* **Stated task A**:
Name every person mentioned in the precision teaching text below.

* **Document passage**:
== == ==

= Precision teaching =

Data-based instructional method

Precision teaching is a precise and systematic method of evaluating instructional tactics and curricula. It is one of the few quantitative analyses of behavior forms of applied behavior analysis. It comes from a very strong quantitative scientific basis and was pioneered by Ogden Lindsley in the 1960s based largely on Skinner's operant conditioning. Precision teaching is a type of programmed instruction that focuses heavily on frequency as its main datum. By focusing on fluency, the teacher can then adjust the curricula for each learner to maximize the learning based on the learner's personal fluency measurements. The instruction can be by any method or approach. For example, the most effective applications of precision teaching have been when it is combined with direct instruction. Children as young as five have charted their fluency measurements and utilized precision teaching to increase their learning. According to Owen White, Precision teaching "has been used successfully to teach the progress of learners ranging from the severely disabled to university graduate students, from the very young to the very old".

==Guiding principles==
- Focus on Directly Observable Behavior
By focusing on directly observable behavior, teachers can avoid ambiguity. Thus, it is important for the teacher to measure concrete, directly observable behaviors which can be counted and recorded. Even if the learning deficit is a subtle or private one (such as reading silently), the teacher must find a way to make it public so that it may be counted and improved.

== == ==

* **Material provided**:
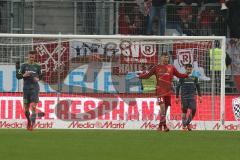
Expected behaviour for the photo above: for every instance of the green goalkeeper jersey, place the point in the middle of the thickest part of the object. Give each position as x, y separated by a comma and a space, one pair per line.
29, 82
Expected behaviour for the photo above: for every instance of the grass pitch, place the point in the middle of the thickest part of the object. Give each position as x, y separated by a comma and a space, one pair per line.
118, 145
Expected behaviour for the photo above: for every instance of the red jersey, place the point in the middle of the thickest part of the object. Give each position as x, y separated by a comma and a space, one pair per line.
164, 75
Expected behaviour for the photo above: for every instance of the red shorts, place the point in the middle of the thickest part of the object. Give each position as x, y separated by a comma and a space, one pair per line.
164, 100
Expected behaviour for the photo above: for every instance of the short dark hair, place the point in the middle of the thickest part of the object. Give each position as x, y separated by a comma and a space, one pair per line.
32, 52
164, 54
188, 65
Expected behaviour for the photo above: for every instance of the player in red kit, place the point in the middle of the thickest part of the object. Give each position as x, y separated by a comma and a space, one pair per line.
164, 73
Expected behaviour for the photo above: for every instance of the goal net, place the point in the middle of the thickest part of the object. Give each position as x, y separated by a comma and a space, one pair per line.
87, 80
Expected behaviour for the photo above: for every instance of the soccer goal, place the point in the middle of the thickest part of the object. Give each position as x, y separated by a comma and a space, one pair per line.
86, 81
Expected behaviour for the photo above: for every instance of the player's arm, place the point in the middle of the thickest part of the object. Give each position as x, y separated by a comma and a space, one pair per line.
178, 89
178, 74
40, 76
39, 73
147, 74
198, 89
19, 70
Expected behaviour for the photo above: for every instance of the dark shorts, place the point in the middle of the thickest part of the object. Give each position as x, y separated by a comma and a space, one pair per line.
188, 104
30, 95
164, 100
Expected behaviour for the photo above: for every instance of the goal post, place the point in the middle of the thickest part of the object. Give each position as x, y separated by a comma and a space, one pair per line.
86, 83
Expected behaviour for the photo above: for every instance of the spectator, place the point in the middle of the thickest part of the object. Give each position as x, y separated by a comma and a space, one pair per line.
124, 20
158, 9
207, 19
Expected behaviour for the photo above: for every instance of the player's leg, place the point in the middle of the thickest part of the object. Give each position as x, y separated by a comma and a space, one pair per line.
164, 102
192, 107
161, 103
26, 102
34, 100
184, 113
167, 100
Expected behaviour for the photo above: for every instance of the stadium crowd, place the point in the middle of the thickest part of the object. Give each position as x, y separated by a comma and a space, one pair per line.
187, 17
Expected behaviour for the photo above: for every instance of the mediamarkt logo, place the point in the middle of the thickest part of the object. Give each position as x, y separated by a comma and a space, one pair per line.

== == ==

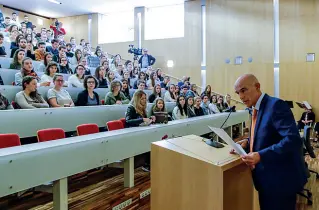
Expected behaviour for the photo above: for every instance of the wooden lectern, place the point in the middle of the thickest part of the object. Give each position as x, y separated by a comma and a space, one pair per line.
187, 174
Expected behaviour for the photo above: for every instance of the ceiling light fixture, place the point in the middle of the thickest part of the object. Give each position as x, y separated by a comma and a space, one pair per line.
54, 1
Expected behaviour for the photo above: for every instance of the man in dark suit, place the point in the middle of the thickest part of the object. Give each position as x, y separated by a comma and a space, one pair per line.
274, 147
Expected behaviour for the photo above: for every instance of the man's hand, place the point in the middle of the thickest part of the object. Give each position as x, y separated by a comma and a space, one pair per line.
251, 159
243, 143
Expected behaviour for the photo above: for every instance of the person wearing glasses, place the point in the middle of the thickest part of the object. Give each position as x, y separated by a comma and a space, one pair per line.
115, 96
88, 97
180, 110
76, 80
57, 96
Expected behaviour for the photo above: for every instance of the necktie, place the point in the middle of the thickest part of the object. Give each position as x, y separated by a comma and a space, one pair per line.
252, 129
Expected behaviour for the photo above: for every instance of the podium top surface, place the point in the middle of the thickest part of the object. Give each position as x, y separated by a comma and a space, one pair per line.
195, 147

== == ==

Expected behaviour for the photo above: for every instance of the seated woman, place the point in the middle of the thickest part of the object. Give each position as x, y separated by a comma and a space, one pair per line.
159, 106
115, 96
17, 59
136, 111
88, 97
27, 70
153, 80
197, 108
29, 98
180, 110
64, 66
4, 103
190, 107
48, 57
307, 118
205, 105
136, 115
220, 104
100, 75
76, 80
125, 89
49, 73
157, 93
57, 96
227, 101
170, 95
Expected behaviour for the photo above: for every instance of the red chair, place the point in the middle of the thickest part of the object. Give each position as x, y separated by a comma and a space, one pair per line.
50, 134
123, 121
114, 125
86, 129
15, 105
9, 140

== == ==

* **Stated task B**:
Locate each line of the records above that contains the word "green", and copy those lines.

* **Exercise response A**:
Ogden Lindsley
Skinner
Owen White

* **Exercise response B**:
Expected behaviour for the photo above: for every instance of the green goalkeeper jersey, place the point in the middle of the thickest part of the object. Give each position as x, y separated by a comma and a space, one pair per line.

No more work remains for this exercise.